- [Passage provided]
● ● ● ● ●

When your husband agrees that you need to get it together

January 28, 2010 at 7:28 pm (General Life Updates)

That is a bad sign. Tonight, as we ate our rushed meal of frozen chicken nuggets, instant brocolli/cheese rice packet, I made the comment that I have to get it together. And K agreed with me. I said it was sad that he had to agree, and he was like, “well, what do you mean when you say that?” I said – I haven’t worked out in almost 2 weeks, I am eating everything out of control, I’m not getting anything done, I haven’t fixed a meal ahead of time in a week.” I didn’t mention how poorly I’ve been sleeping. Well, he was like “yup.”

And that’s how its been. I have gone to a bad place mentally. Today is the perfect example of how I’m feeling.

I got up (barely) to get P to school. Got her dressed, brushed, and fed and out the door in the snow. Wished it was a snow day.
Came home and went back to bed to read scriptures and doze off.

● ● ● ● ●

- [Dataset content]
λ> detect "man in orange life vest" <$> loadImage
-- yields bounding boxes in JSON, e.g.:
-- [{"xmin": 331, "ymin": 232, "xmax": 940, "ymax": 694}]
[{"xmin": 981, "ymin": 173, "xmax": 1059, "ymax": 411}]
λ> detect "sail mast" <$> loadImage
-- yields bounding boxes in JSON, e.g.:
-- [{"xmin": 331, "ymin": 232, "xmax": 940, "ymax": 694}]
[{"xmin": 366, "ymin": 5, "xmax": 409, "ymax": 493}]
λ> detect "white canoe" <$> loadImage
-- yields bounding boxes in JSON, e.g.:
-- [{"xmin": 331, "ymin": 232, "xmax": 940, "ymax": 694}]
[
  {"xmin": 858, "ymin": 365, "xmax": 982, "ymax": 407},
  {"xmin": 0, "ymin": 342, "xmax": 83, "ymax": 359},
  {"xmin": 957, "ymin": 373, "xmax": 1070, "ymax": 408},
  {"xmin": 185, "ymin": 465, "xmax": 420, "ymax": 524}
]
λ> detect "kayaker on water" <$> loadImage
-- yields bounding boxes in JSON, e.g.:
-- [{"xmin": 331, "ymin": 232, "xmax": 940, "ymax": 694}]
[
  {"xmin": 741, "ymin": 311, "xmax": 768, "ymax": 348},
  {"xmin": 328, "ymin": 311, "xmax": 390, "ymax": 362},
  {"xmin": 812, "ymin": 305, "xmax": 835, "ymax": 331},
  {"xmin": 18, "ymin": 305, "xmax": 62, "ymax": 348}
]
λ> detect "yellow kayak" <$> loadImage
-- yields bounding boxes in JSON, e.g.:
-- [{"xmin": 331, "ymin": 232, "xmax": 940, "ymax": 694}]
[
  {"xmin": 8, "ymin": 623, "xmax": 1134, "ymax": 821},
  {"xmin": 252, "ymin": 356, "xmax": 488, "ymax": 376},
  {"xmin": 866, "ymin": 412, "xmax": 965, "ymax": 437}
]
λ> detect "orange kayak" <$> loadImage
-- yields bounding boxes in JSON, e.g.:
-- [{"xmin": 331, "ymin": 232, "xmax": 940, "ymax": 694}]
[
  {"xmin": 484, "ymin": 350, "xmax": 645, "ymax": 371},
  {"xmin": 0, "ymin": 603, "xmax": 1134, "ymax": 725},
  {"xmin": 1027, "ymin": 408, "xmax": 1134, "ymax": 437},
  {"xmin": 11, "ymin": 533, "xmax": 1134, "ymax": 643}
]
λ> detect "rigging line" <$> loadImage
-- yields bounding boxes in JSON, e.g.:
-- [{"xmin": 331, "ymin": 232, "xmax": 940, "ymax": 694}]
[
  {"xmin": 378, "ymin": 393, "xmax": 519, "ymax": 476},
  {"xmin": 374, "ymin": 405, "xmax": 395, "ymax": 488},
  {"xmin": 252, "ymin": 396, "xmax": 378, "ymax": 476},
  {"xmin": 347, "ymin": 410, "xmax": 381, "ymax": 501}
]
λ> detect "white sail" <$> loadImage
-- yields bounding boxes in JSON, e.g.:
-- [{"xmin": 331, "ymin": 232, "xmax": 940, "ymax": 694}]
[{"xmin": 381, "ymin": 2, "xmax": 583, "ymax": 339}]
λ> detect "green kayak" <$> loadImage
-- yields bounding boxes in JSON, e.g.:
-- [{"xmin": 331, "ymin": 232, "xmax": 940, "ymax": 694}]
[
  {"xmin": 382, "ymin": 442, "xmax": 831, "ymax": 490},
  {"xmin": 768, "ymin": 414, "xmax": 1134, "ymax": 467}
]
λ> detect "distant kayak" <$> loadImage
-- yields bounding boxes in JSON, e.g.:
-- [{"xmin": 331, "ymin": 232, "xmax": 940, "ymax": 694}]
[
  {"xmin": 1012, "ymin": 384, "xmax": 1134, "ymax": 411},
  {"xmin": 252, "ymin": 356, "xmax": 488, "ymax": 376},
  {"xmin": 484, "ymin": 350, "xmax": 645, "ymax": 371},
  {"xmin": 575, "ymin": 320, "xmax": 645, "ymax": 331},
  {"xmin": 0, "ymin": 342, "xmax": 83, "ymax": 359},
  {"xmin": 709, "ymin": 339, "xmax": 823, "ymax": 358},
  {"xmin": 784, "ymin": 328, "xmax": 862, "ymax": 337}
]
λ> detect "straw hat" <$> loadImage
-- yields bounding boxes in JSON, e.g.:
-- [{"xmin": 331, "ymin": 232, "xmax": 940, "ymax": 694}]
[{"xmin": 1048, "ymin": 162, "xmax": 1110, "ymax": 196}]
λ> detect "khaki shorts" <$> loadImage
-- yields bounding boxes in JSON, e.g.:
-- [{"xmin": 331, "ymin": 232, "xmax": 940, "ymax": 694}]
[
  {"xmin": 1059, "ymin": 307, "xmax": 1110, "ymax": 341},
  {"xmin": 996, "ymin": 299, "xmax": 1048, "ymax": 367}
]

● ● ● ● ●

- [Assigned task A]
Please answer these questions using the blog post:
(i) How long has it been since the writer last worked out?
(ii) What was the weather like when P went to school?
(iii) After coming home, what did the writer do in bed?
- [Assigned task B] List each thing the writer names to K, in the blog post, as a reason for needing to get it together.
- [Assigned task C] Go on with the blog post about needing to get it together, starting after its last sentence.
The material above comes from a separate source and has no connection to the blog post.

- [Your response A]
(i) Almost 2 weeks.
(ii) It was snowing.
(iii) Read scriptures and dozed off.

- [Your response B]
- Hasn't worked out in almost 2 weeks
- Eating everything out of control
- Not getting anything done
- Hasn't fixed a meal ahead of time in a week

- [Your response C]
Got up when I heard K2 yelping, fed him his breakfast, made my own. Didn’t even bother to put fruit or veggie in my oatmeal. Just protein powder, sugar, peanut butter, butterscotch chips. Basically candy oatmeal. The only fruit we have left is frozen blueberries (only like in smoothies) and half an apple.
Sat down at computer and basically sat there until right before it was time to get P from school.
Went back upstairs to have a conversation/wake up K until it was time to go. Was going to get him to go, but he didn’t want to and I didn’t have a good reason to make him. I have 4 wheel drive.
Went to get P.
Came home, ate some licorice, a drink of soda.
Started making lentils and quinoa.
Watched TV, read on the computer, helped P with homework. Generally was restless and didn’t know what to do with myself, because all I really wanted to do was eat or go to bed.
The whole afternoon passed this way. Computer, TV, eating. Had licorice, Runts, soda, my lunch of quinoa and lentils w/ cauliflower, celery, and carrots. More licorice, more Runts. More. More until licorice and Runts are gone.
Made a “schedule” for next week with K about which day to do which renovations/preparations for the move.
Was useless some more.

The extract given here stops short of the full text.